:: Short exercise 1 ::
Update the kernel patch from "diff --git a/drivers/android/binder.c" through "(allocate == 0)" so that "allocate" becomes "alloc", and write out that stretch.

:: Excerpt ::

Because find_extend_vma() is the only location outside of the process
context that could modify the "mm" structures under mmap_sem for
reading, by adding the mmget_still_valid() check to it, all other cases
that take the mmap_sem for reading don't need the new check after
mmget_not_zero()/get_task_mm(). The expand_stack() in page fault
context also doesn't need the new check, because all tasks under core
dumping are frozen.
Link: http://lkml.kernel.org/r/20190325224949.11068-1-aarcange@redhat.com
Fixes: 86039bd3b4e6 ("userfaultfd: add new syscall to provide memory externalization")
Signed-off-by: Andrea Arcangeli <aarcange(a)redhat.com>
Reported-by: Jann Horn <jannh(a)google.com>
Suggested-by: Oleg Nesterov <oleg(a)redhat.com>
Acked-by: Peter Xu <peterx(a)redhat.com>
Reviewed-by: Mike Rapoport <rppt(a)linux.ibm.com>
Reviewed-by: Oleg Nesterov <oleg(a)redhat.com>
Reviewed-by: Jann Horn <jannh(a)google.com>
Acked-by: Jason Gunthorpe <jgg(a)mellanox.com>
Acked-by: Michal Hocko <mhocko(a)suse.com>
Cc: <stable(a)vger.kernel.org>
Signed-off-by: Andrew Morton <akpm(a)linux-foundation.org>
Signed-off-by: Linus Torvalds <torvalds(a)linux-foundation.org>
Cc: Joel Fernandes (Google) <joel(a)joelfernandes.org>
[mhocko(a)suse.com: stable 4.4 backport
- drop infiniband part because of missing 5f9794dc94f59
- drop userfaultfd_event_wait_completion hunk because of
missing 9cd75c3cd4c3d]
- handle binder_update_page_range because of missing 720c241924046
- add check to collapse_huge_page
]
Signed-off-by: Michal Hocko <mhocko(a)suse.com>
---
Hi,
this is based on the backport I have done for out 4.4 based distribution
kernel. Please double check that I haven't missed anything before
applying to the stable tree. I have also CCed Joel for the binder part
which is not in the current upstream anymore but I believe it needs the
check as well.
Review feedback welcome.
drivers/android/binder.c | 6 ++++++
fs/proc/task_mmu.c | 18 ++++++++++++++++++
fs/userfaultfd.c | 10 ++++++++--
include/linux/mm.h | 21 +++++++++++++++++++++
mm/huge_memory.c | 2 +-
mm/mmap.c | 7 ++++++-
6 files changed, 60 insertions(+), 4 deletions(-)
diff --git a/drivers/android/binder.c b/drivers/android/binder.c
index 260ce0e60187..1fb1cddbd19a 100644
--- a/drivers/android/binder.c
+++ b/drivers/android/binder.c
@@ -570,6 +570,12 @@ static int binder_update_page_range(struct binder_proc *proc, int allocate,
if (mm) {
down_write(&mm->mmap_sem);
+ if (!mmget_still_valid(mm)) {
+ if (allocate == 0)

:: Short exercise 2 ::
Report each line in the records that contains the string "another".

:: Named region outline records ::
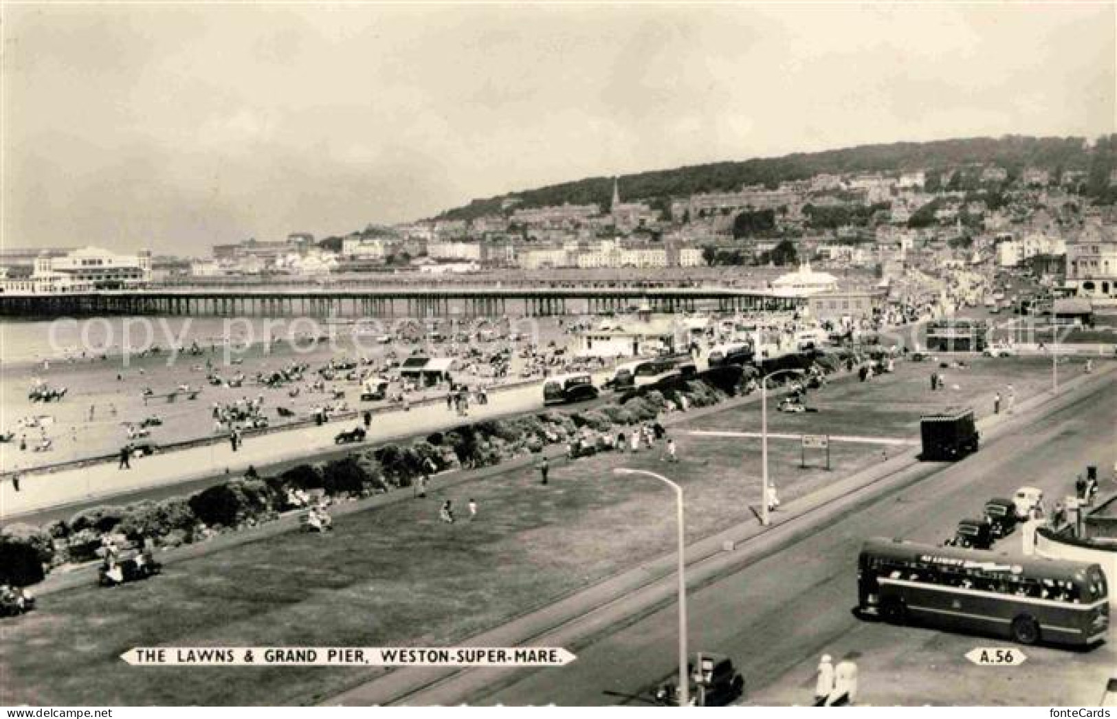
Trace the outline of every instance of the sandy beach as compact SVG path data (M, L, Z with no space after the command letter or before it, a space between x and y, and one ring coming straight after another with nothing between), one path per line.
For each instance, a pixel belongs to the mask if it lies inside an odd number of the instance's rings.
M0 432L11 432L13 435L9 442L0 444L0 471L28 470L115 453L128 441L126 425L137 424L151 416L162 420L162 424L149 428L151 440L160 444L216 437L219 434L214 431L212 416L214 404L231 404L241 399L262 397L262 413L273 428L306 421L315 406L341 401L350 410L376 409L389 404L388 401L361 402L361 383L357 380L345 380L347 371L338 373L334 381L327 381L319 385L321 389L314 390L311 385L319 378L317 370L327 365L331 360L338 363L356 362L359 364L355 371L360 374L378 364L382 366L384 355L389 352L394 352L402 360L413 352L428 356L460 356L470 348L487 354L509 346L513 348L513 356L506 377L497 380L484 376L478 367L472 367L471 372L456 372L455 381L470 387L517 381L526 362L518 356L518 351L526 347L533 337L544 347L551 342L555 342L556 346L567 346L572 341L572 336L560 328L555 318L529 322L534 333L518 342L496 339L462 344L418 339L405 342L395 338L390 344L378 344L375 336L364 333L354 336L351 326L335 325L319 327L323 334L315 337L245 345L242 343L251 335L249 330L236 336L229 345L222 345L209 334L212 327L203 324L199 326L200 330L195 336L187 342L185 352L174 357L166 349L157 354L130 354L125 357L117 348L116 354L104 358L101 355L80 357L78 354L67 360L47 362L26 358L15 363L6 362L0 376ZM11 327L12 325L6 325L8 330ZM514 327L523 332L528 325L514 323ZM20 329L26 333L28 327ZM333 338L327 333L332 333ZM8 339L6 347L11 346L11 337ZM192 354L190 348L195 341L198 354ZM361 364L362 358L374 364ZM269 389L254 381L257 373L269 374L295 363L309 365L300 382ZM226 381L237 375L244 375L245 380L241 386L214 385L207 380L211 373ZM60 401L32 402L28 392L39 383L54 390L65 387L66 394ZM191 391L200 390L194 400L188 399L190 395L185 392L178 392L180 386L185 385ZM389 392L397 393L401 387L402 384L395 382ZM149 389L152 395L145 397L144 391ZM296 389L297 396L290 396ZM344 395L335 399L335 393ZM445 394L446 389L438 387L410 392L408 400L418 402ZM280 406L290 410L293 416L280 416L277 412ZM20 426L21 421L41 415L50 418L44 429ZM35 447L44 438L50 440L51 449L35 451ZM21 440L26 444L23 450L20 450Z

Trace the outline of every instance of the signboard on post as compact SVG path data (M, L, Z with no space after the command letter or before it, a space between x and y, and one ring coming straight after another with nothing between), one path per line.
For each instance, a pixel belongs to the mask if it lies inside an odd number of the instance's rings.
M817 449L827 452L827 470L830 470L830 435L829 434L804 434L799 451L799 466L806 468L806 450Z

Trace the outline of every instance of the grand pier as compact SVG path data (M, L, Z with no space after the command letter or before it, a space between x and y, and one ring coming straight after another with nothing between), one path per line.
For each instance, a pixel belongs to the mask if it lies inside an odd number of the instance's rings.
M632 306L652 311L780 310L800 297L733 287L153 287L84 294L0 295L0 315L82 317L438 317L599 315Z

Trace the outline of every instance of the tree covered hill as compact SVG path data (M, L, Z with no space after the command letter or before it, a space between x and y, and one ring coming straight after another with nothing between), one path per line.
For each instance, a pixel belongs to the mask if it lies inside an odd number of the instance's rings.
M1115 147L1117 147L1117 135L1101 137L1092 146L1083 137L1019 135L922 143L900 142L641 172L621 176L620 183L623 199L640 198L662 203L668 198L687 196L698 192L735 191L743 185L775 188L783 181L804 180L820 173L898 173L993 164L1006 169L1010 176L1024 167L1040 167L1052 172L1089 171L1087 192L1092 196L1102 198L1107 194L1109 172L1114 167ZM512 198L519 201L516 207L523 208L556 205L564 202L571 204L596 202L602 208L608 208L612 198L612 178L586 178L535 190L509 192L495 198L474 200L465 207L447 210L438 217L448 220L470 220L486 214L499 214L505 200Z

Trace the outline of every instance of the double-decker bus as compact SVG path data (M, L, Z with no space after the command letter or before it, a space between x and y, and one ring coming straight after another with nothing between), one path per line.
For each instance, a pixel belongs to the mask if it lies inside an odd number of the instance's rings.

:: Finished answer 1 ::
diff --git a/drivers/android/binder.c b/drivers/android/binder.c
index 260ce0e60187..1fb1cddbd19a 100644
--- a/drivers/android/binder.c
+++ b/drivers/android/binder.c
@@ -570,6 +570,12 @@ static int binder_update_page_range(struct binder_proc *proc, int alloc,
if (mm) {
down_write(&mm->mmap_sem);
+ if (!mmget_still_valid(mm)) {
+ if (alloc == 0)

:: Finished answer 2 ::
Trace the outline of every instance of the sandy beach as compact SVG path data (M, L, Z with no space after the command letter or before it, a space between x and y, and one ring coming straight after another with nothing between), one path per line.
Trace the outline of every instance of the signboard on post as compact SVG path data (M, L, Z with no space after the command letter or before it, a space between x and y, and one ring coming straight after another with nothing between), one path per line.
Trace the outline of every instance of the grand pier as compact SVG path data (M, L, Z with no space after the command letter or before it, a space between x and y, and one ring coming straight after another with nothing between), one path per line.
Trace the outline of every instance of the tree covered hill as compact SVG path data (M, L, Z with no space after the command letter or before it, a space between x and y, and one ring coming straight after another with nothing between), one path per line.
Trace the outline of every instance of the double-decker bus as compact SVG path data (M, L, Z with no space after the command letter or before it, a space between x and y, and one ring coming straight after another with nothing between), one path per line.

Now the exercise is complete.